The required result is every line of the records that includes "chair".

[[ Records for this exercise open ]]

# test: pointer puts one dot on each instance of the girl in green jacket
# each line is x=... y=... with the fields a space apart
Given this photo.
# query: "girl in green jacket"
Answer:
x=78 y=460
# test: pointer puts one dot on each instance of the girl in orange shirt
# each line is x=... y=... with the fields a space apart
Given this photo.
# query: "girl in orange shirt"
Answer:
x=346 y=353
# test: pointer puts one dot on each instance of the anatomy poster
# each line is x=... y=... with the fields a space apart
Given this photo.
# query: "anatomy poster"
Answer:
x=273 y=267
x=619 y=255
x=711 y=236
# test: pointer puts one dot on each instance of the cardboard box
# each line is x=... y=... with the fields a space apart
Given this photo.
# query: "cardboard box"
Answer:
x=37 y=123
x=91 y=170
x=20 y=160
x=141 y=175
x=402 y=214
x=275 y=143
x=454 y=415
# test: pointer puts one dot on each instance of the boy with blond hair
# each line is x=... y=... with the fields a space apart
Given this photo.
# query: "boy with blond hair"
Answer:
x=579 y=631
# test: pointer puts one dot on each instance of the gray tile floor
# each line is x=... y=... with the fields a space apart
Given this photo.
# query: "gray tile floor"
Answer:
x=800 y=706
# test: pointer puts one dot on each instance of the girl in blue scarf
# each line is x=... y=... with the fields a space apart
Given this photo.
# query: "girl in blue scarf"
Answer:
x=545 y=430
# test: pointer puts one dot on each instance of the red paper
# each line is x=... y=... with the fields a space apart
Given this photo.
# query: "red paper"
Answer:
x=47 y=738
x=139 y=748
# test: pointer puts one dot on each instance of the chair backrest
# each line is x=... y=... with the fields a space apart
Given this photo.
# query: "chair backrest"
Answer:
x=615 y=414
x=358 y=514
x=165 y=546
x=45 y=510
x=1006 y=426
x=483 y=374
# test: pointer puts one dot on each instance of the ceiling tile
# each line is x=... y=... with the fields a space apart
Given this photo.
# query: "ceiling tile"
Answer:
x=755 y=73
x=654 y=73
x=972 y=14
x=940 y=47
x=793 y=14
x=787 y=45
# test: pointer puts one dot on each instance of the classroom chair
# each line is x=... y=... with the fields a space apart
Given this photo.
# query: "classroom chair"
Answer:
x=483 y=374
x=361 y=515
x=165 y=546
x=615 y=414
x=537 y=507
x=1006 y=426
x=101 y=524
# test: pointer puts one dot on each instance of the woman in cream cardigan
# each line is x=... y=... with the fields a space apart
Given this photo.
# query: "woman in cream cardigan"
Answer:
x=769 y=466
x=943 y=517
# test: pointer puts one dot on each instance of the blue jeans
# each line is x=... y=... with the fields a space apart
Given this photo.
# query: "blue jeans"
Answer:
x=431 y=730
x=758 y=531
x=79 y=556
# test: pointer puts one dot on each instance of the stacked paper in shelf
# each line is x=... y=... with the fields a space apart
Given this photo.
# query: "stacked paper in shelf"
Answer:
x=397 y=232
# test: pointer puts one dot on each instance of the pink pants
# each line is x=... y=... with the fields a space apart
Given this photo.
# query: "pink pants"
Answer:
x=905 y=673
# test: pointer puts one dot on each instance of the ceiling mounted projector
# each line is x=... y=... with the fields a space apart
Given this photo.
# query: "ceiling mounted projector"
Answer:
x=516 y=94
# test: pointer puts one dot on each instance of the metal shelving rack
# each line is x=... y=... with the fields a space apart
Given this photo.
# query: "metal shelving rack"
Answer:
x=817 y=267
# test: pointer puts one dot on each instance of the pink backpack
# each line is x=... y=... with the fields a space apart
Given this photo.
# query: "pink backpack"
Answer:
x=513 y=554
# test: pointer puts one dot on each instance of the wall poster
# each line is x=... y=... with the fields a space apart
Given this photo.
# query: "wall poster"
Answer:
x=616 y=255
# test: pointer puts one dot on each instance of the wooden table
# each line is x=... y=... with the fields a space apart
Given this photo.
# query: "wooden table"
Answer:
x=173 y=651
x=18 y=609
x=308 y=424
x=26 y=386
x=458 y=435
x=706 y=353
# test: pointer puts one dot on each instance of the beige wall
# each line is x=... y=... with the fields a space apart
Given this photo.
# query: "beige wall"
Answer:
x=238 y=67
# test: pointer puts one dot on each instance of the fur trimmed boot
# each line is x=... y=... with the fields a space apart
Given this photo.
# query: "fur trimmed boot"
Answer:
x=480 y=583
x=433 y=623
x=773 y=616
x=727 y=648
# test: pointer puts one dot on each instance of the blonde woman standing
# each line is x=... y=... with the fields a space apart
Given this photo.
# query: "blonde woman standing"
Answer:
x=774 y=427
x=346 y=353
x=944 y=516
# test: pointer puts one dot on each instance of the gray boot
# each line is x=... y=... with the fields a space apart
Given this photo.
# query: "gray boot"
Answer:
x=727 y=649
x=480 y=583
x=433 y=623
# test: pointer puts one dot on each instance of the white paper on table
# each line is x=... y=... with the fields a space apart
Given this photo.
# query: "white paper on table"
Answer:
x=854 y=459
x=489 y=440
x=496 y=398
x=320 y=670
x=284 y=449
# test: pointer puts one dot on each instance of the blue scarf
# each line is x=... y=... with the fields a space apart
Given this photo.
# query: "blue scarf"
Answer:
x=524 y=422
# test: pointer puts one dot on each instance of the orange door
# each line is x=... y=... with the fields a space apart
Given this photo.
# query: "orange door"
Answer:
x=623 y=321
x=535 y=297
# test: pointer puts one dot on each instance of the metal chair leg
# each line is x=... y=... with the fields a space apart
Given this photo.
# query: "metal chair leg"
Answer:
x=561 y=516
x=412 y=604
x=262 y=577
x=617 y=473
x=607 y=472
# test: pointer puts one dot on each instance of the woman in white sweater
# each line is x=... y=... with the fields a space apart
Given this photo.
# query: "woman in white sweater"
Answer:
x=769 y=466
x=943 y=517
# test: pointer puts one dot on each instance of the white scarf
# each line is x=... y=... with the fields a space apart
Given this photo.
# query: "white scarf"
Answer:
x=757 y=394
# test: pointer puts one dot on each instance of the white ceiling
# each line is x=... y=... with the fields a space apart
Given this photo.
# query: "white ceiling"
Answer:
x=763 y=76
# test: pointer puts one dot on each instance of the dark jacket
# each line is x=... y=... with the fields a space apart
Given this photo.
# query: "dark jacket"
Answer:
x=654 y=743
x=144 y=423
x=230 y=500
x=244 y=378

[[ Records for this exercise closed ]]

**Completed exercise**
# test: pointer puts one dot on each instance of the chair backrest
# query: "chair backrest"
# test: pointer puts one dot on each instance of the classroom chair
# query: "classroom chair"
# test: pointer puts one dot on each instance of the metal chair leg
# query: "metal chair leg"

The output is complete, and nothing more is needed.